Carry on the article below about the Hortmans' funeral Mass, starting right after its final sentence.

**SELECTED TEXT**.

————

Father Griffith praised the Hortman’s children for their “grace and courage in the wake of the tragic death of your parents,” calling it extraordinary.

“Thank you both for your courage and for being a source of light and hope in the darkness,” he said.

Father Griffith said that in meeting with the late couple’s family and in exchanges with friends and colleagues, “two things stood out powerfully” about them. “There were two lights that guided them — service and community,” Father Grifith said. “Service and community are antidotes to our present afflictions as a state and as a nation.”

He said Sophie and Colin rightly “communicated that this funeral Mass should be a celebration” of their parents’ lives, but they also allowed him to comment on the state of the nation in light of what many have described as a politically motivated shooting that took their lives.

Sadly, the priest said, Minnesota has “been the ground zero place” for racial injustice, with the 2020 killing of George Floyd “just miles from our church … and now we are the ground zero place for political violence and extremism. Both of these must be decried in the strongest possible terms, as they are, respectively, a threat to human dignity and indeed our democracy.”

Racial disparities, some of the most acute in the country, persist here in Minnesota,” Father Griffith noted. “But friends, Minnesotans, this can be a ground zero place for restoration and justice and healing, but we must work together, and there is much more work to be done. Your presence here is a sign that we can do that work.”

The Hortmans are an example of how a commitment to service and community can bring about the common good, promoting “personal and collective flourishing, with always care for those on the margins.”

Melissa and Mark shared “similar values and interests, a rich humanity,” Father Griffith said. “Both manifested a dynamic pairing of head and heart — that is a powerful combination.”

“The family told me that their neighborhood was and is an extraordinary place of community, and Mark and Melissa were the first to really foster that community,” he added, with the couple regularly hosting friends on the deck at their home for happy hours, card games or monthly gourmet dinners.

“The Hortman home and their commitment to intentional communities is a contrast to the idol of autonomy at all costs in our American culture, individualism and loneliness that many suffer from,” he said.

————

[Dataset excerpts]
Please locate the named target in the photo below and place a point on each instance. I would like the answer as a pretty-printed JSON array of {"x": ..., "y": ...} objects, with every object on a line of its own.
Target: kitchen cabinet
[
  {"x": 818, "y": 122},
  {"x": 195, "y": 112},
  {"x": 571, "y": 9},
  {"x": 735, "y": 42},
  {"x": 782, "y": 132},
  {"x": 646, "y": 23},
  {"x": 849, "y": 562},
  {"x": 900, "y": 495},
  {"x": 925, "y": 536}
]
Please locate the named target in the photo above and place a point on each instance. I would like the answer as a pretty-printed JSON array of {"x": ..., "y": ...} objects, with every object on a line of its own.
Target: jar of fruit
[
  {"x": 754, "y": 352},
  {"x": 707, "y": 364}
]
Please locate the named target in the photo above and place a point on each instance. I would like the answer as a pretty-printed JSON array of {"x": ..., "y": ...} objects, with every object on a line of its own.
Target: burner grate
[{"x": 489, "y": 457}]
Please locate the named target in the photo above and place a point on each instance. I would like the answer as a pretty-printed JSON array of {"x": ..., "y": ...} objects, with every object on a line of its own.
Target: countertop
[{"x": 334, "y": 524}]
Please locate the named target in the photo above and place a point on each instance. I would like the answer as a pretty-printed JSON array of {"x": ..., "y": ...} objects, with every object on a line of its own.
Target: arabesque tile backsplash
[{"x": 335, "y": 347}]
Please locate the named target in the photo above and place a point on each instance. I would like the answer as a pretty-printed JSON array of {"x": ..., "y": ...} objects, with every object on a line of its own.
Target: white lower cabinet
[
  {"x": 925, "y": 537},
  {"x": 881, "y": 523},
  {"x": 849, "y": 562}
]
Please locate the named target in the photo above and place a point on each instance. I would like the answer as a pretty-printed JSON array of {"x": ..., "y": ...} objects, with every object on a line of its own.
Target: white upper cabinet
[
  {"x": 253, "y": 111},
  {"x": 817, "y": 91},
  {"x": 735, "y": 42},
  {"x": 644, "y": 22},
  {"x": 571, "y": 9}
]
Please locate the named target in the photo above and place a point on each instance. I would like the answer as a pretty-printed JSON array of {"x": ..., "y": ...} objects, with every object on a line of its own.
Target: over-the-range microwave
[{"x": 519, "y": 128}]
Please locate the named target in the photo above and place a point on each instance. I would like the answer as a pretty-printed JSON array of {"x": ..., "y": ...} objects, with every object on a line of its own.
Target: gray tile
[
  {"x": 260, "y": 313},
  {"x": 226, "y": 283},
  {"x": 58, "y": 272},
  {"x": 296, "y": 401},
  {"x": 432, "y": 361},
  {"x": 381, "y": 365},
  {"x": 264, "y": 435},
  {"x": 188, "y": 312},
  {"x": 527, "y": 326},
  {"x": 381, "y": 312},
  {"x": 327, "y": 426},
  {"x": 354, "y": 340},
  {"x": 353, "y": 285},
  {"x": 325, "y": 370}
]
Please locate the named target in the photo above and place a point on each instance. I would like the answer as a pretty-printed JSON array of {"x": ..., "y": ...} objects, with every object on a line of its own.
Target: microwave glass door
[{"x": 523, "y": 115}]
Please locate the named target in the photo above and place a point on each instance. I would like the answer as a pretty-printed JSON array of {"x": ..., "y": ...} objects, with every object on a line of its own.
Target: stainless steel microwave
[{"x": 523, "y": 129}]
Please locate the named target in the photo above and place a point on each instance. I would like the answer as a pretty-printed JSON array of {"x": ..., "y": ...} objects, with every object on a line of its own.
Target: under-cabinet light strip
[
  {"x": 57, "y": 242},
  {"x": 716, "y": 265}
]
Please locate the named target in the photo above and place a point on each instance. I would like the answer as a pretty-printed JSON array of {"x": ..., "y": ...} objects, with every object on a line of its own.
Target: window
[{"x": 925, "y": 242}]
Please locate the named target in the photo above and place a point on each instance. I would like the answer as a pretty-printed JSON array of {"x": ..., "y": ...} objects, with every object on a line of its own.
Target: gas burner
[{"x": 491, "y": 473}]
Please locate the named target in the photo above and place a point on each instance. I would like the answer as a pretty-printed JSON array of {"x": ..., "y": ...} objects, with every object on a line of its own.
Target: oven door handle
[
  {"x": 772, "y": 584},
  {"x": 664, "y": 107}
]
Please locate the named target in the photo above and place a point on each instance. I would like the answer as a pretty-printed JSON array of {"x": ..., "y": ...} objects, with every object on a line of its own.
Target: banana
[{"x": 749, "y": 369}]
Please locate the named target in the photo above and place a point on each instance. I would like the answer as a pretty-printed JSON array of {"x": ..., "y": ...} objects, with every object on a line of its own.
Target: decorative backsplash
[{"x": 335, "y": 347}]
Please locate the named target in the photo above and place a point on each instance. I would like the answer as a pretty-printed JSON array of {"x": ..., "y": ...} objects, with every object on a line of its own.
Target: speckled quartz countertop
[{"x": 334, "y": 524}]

————

**RESPONSE BOX**.
Father Griffith also spoke of Gilbert, the couple’s dog. The Hortmans had worked with a local nonprofit, Helping Paws, to help train service dogs for veterans.

“They trained one successfully to go on to be a service dog,” he said. “The other, Gilbert, had quite an attachment to Melissa. … When Gilbert had to go into service, Melissa was wrecked and emotional, and the family wonders if Gilbert maybe failed that assignment on purpose so he could head back to the Hortman house.”

In his eulogy after the Mass, Walz said that the grace and courage shown by the Hortmans’ children, Sophie and Colin, has made it easier for the state of Minnesota and the United States in coping with the tragic deaths.

“We’re not always going to get it right, after all we’re only human,” Walz said. “But the best way to honor these remarkable Minnesotans is to continue to work at building a state worthy of their aspirations and a politics worthy of their example.”

“I know that in these times of this unexplainable tragedy, all of us are searching for some kind of meaning, some kind of lesson that we can learn to help ease our loss,” Walz said. “And maybe it is this moment where each of us can examine the way we work together, the way we talk about each other, the way we fight for things we care about. A moment when each of us can recommit to engaging in politics and life the way Mark and Melissa did: fiercely, enthusiastically, heartily, but without ever losing sight of our common humanity.”

Colin Hortman closed the service by offering a prayer with his fiance standing next to him. He recited the Prayer of St. Francis, which begins: “Lord, make me an instrument of your peace: where there is hatred, let me sow love.” His mother kept a worn copy of the prayer in her purse.